Creo que se puede hablar legítimamente de sustancial unidad de la poesía de Meléndez Valdés: unidad en el ámbito del pensamiento de su tiempo y de la cultura que de él derivó, en la que hallan lugar los movimientos del sentimiento y las exigencias ordenadoras de la mente, en una adhesión constante a la realidad humana, compleja y dialéctica, pero redescubridora en la categoría de la libertad y en la autónoma posibilidad de recrearla poéticamente. En este proceso el individuo se afirma con su personalidad psicológica, intelectual y moral: el poeta se encuentra en el centro de la obra de arte como protagonista que, sin embargo, no se aísla, sino que quiere participar en cuanto le circunda y aspira a una comunicación con un «otro» siempre presente, es decir, el lector que es, desde luego, el hombre.

#####

**Lo que se pide:**
Sigue escribiendo el fragmento sobre la poesía de Meléndez Valdés a partir de donde se corta. El listado no tiene nada que ver con esto.

(Entradas guardadas)
#####

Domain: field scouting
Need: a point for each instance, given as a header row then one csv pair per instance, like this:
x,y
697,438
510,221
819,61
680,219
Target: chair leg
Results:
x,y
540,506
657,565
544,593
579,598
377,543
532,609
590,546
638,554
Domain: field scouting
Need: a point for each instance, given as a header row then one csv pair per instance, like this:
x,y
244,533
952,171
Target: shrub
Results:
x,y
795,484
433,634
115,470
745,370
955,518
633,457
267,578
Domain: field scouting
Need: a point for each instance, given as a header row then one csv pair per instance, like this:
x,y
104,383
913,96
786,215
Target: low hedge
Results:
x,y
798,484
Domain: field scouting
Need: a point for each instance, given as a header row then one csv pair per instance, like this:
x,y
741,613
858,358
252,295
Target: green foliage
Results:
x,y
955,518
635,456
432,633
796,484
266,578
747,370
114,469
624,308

#####

**Respuesta:**
Unitario juzgo también, a lo largo de la producción de Meléndez, el pensamiento estético que la rige y la concepción lingüística que consistió en la defensa de una buena tradición lingüística castellana, pero sin excesivos purismos; y unitario considero también su estilo, aún en sus diferentes experimentaciones, hasta en aquel «discurso entrecortado y anheloso» del que hablaba Pedro Salinas11como si fuera un vicio psicológico lo que no es, en cambio, más que un personal y original modo de expresión, distinto, tanto con respecto a la tradición clasicista como a la efusión sentimental de los románticos.

Por estas razones, creo que definir la poesía de Meléndez Valdés con el adjetivo de «ilustrada» signifique subrayar su sustancial unidad y caracterizarla eficazmente en relación con la cultura de la que se nutrió, y que constituyó la realidad humana y artística del «restaurador de la poesía española».